= WHAT IS BEING ASKED =
Please output every record below word for word, leaving out the pictures.

Start of ENTRIES

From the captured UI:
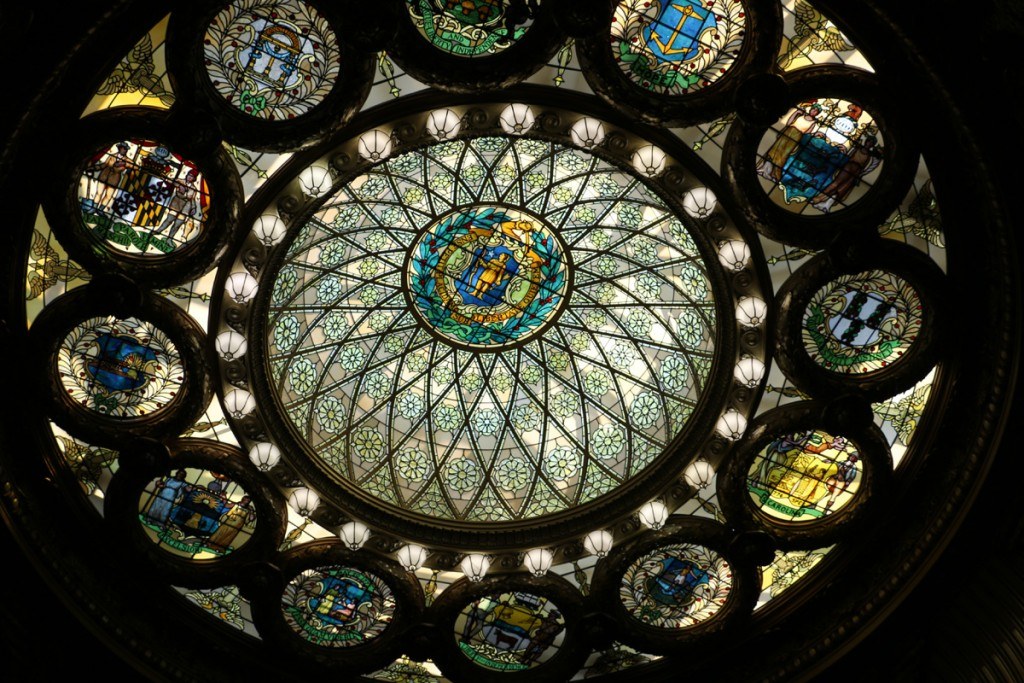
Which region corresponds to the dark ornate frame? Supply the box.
[104,438,288,588]
[578,0,782,126]
[0,0,1020,681]
[43,106,249,287]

End of ENTRIES

= SOLUTION =
From the captured UI:
Which region corresponds to the dark ornate frame? Supply the box.
[104,438,288,588]
[578,0,782,126]
[0,0,1020,681]
[43,106,249,287]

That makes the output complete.